State how many lines in the entries below contain the word "dirt". Give only the number.

Object position labeling entries
────────────────────────────────────────

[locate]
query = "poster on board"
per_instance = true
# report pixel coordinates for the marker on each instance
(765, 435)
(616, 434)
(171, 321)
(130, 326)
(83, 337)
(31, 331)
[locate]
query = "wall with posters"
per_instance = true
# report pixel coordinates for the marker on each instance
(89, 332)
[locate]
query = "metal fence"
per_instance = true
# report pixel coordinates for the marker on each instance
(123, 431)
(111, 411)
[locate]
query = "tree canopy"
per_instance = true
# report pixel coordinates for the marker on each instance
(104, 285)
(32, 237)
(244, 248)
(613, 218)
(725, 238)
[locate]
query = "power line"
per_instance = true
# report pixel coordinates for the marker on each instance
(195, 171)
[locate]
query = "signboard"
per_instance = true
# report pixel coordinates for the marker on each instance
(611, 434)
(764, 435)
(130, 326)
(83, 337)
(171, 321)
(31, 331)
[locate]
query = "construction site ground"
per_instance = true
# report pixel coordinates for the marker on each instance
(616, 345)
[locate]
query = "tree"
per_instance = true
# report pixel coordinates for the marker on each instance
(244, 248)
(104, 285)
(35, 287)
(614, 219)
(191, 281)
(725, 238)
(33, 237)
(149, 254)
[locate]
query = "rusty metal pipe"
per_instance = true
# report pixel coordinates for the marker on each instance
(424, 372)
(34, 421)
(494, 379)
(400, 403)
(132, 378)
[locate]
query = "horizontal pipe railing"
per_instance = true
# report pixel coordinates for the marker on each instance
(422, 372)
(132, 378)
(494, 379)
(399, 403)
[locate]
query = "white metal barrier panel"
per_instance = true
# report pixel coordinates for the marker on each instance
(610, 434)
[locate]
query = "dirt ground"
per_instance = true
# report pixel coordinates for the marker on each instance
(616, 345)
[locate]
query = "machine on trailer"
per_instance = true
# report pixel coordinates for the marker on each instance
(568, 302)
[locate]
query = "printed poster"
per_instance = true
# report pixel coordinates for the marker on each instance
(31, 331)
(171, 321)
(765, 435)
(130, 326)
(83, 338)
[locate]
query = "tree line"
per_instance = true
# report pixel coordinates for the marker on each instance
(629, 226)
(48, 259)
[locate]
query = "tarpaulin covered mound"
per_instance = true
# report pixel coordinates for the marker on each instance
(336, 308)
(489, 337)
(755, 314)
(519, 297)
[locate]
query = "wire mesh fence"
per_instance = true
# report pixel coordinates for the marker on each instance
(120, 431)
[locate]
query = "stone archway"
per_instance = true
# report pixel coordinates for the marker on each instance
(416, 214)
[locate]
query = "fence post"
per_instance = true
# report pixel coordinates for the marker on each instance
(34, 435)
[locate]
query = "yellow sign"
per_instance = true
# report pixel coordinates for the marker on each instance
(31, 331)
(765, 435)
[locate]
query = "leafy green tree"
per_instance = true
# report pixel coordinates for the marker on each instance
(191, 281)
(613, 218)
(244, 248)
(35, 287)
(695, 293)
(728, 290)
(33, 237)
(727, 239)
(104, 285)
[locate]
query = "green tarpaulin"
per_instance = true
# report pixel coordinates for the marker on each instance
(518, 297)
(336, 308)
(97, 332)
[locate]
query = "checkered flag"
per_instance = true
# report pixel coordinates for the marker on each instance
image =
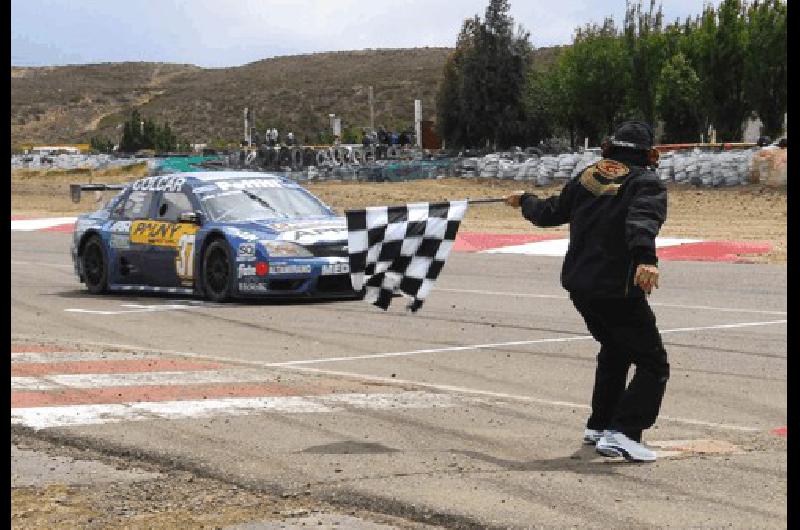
(401, 248)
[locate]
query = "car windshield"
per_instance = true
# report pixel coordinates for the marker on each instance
(267, 203)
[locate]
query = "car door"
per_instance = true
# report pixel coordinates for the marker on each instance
(171, 243)
(126, 253)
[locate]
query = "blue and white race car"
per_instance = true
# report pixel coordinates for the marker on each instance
(222, 235)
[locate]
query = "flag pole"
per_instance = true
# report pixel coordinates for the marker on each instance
(486, 200)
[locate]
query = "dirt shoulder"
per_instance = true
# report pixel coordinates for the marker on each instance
(754, 213)
(174, 499)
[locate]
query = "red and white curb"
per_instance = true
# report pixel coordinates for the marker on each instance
(669, 249)
(52, 224)
(60, 388)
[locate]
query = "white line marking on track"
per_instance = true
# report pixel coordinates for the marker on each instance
(72, 415)
(513, 397)
(659, 304)
(58, 357)
(27, 225)
(465, 390)
(200, 377)
(504, 344)
(140, 308)
(31, 383)
(42, 264)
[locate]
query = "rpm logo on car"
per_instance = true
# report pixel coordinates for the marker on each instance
(159, 233)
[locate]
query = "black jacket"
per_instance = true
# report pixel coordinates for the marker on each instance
(614, 210)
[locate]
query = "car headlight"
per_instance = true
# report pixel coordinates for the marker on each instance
(285, 249)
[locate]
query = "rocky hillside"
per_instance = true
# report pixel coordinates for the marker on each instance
(74, 103)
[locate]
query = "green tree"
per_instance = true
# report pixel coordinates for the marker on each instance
(766, 71)
(715, 44)
(131, 140)
(646, 47)
(678, 101)
(101, 145)
(594, 75)
(481, 97)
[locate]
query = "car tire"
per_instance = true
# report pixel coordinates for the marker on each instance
(218, 274)
(95, 265)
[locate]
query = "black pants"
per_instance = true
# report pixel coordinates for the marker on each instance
(627, 333)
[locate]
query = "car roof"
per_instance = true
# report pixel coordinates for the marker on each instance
(200, 178)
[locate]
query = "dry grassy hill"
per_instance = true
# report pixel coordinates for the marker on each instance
(73, 103)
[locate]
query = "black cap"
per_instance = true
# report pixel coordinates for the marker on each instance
(633, 135)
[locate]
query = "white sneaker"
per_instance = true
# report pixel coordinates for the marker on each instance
(590, 436)
(614, 443)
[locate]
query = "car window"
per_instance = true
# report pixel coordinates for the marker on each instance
(172, 205)
(135, 206)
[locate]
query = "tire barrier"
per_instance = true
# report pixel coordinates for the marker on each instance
(713, 168)
(358, 156)
(344, 155)
(309, 157)
(285, 157)
(296, 157)
(370, 155)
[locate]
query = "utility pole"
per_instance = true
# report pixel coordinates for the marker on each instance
(418, 121)
(246, 128)
(371, 110)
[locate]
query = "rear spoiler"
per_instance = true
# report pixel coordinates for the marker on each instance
(76, 189)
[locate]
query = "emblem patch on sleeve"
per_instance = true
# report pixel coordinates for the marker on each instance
(605, 177)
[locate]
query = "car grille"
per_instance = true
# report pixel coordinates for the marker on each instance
(329, 250)
(285, 285)
(335, 283)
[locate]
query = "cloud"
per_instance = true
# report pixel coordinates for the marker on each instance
(214, 33)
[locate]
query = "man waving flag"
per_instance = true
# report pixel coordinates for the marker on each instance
(401, 248)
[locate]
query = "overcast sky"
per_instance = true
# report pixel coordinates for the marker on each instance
(215, 33)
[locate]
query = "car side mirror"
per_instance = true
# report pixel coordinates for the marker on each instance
(195, 218)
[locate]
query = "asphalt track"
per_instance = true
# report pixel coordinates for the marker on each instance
(468, 413)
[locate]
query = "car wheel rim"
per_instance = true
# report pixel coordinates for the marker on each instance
(93, 265)
(217, 272)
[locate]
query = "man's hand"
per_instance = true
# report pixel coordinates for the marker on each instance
(646, 277)
(513, 199)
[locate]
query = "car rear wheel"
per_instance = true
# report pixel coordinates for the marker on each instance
(218, 273)
(95, 266)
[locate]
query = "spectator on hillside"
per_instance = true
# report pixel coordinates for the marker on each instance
(383, 136)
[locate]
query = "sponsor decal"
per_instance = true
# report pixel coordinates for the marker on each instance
(246, 270)
(82, 224)
(241, 234)
(246, 252)
(252, 287)
(184, 259)
(120, 241)
(289, 268)
(160, 233)
(120, 227)
(336, 268)
(252, 284)
(245, 184)
(163, 183)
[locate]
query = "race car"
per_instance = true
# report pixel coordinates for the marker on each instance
(218, 234)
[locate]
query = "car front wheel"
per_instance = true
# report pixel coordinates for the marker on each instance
(218, 273)
(95, 266)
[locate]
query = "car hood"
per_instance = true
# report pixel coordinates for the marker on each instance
(302, 231)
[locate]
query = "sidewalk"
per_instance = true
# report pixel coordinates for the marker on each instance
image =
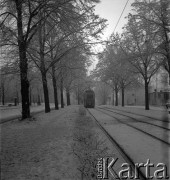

────────────────────────────────────────

_OUTPUT OF THE TASK_
2